TASK TO CARRY OUT: Reproduce each record below exactly as written.

GIVEN ENTRIES:
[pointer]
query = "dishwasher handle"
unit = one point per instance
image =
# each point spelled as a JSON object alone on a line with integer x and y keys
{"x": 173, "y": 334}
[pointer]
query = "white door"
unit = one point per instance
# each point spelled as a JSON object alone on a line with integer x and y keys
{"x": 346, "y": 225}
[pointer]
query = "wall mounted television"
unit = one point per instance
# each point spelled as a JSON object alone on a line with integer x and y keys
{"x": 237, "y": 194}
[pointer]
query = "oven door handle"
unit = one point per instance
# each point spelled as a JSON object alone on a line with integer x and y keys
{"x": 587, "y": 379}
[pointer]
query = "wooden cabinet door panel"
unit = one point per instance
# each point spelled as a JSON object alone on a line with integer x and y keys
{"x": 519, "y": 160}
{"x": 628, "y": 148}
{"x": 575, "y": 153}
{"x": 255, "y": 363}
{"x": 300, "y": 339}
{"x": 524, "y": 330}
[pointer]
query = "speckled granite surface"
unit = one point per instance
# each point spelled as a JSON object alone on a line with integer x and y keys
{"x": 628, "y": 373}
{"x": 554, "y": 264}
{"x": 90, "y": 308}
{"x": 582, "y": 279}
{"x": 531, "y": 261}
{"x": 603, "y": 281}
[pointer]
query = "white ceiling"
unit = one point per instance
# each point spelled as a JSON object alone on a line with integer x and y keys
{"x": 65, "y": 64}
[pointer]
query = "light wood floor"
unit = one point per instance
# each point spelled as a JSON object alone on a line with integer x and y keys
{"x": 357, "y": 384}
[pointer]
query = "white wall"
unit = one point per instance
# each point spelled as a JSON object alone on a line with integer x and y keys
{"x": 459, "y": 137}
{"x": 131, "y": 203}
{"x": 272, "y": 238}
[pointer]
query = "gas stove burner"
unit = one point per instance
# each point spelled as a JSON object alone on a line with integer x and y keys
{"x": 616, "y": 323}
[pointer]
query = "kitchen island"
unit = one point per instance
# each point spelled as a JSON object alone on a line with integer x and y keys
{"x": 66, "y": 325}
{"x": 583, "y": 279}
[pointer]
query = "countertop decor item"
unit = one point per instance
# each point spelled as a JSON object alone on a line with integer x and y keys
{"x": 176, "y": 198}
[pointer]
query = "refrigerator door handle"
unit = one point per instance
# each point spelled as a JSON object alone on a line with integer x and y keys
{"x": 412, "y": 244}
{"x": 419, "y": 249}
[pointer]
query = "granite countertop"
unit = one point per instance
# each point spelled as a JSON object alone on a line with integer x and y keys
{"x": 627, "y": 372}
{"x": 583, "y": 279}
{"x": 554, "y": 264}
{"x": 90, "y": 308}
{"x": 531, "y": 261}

RESPONSE:
[pointer]
query = "dishwasher handle"
unit = one point per instance
image =
# each point spelled as a JSON object alone on a line with integer x and y keys
{"x": 173, "y": 334}
[pointer]
query = "white door"
unit = one point per instance
# each point spelled as a JSON object alone on a line with integer x and y keys
{"x": 346, "y": 225}
[pointer]
query = "wall mounted television"
unit = one point per instance
# each point spelled as a JSON object alone on a line with integer x and y keys
{"x": 237, "y": 194}
[pointer]
query = "oven door handle"
unit = one point per instance
# each point spelled as a JSON object alone on a line with integer x and y keys
{"x": 587, "y": 379}
[pointer]
query = "wooden cabinet door panel"
unit = one point per instance
# each point spelled as a JSON object alone on a line with integer x and y keys
{"x": 519, "y": 160}
{"x": 628, "y": 148}
{"x": 575, "y": 153}
{"x": 255, "y": 363}
{"x": 300, "y": 339}
{"x": 524, "y": 330}
[pointer]
query = "speckled granite surface"
unit = one point per instance
# each point spelled as a JSON object alone on a line with integer x and y keys
{"x": 628, "y": 373}
{"x": 554, "y": 264}
{"x": 90, "y": 308}
{"x": 582, "y": 279}
{"x": 531, "y": 261}
{"x": 603, "y": 281}
[pointer]
query = "white ceiling"
unit = one point per instance
# each point spelled as a JSON object alone on a line with integer x and y keys
{"x": 65, "y": 64}
[pointer]
query = "light wood floor"
unit = one point per instance
# each point spelled as a JSON object alone on a line with integer x and y keys
{"x": 357, "y": 384}
[pointer]
query = "white wall"
unit = one point per instance
# each point spelled as a JSON object alone on a line with integer x and y keys
{"x": 459, "y": 137}
{"x": 131, "y": 203}
{"x": 272, "y": 238}
[pointer]
query = "gas stove burner"
unit = one point per instance
# each point spelled as a JSON object alone on a line with integer x and y keys
{"x": 616, "y": 323}
[pointer]
query = "kitchen island"
unit = one point per instance
# each point spelled as a JSON object alone on a line with integer x and y keys
{"x": 66, "y": 325}
{"x": 583, "y": 279}
[pointer]
query = "countertop decor item"
unit = one point per instance
# each point spelled as a JSON object alone on a line with integer x and y keys
{"x": 176, "y": 198}
[pointer]
query = "refrigerator door handle"
unit = one point per instance
# each point spelled as a JSON object alone on a line with integer x and y keys
{"x": 412, "y": 244}
{"x": 419, "y": 249}
[pointer]
query = "granite countertop"
unit = one point per instance
# each point spelled as a JSON object alone on a line with integer x and y keys
{"x": 627, "y": 372}
{"x": 583, "y": 279}
{"x": 554, "y": 264}
{"x": 90, "y": 308}
{"x": 531, "y": 261}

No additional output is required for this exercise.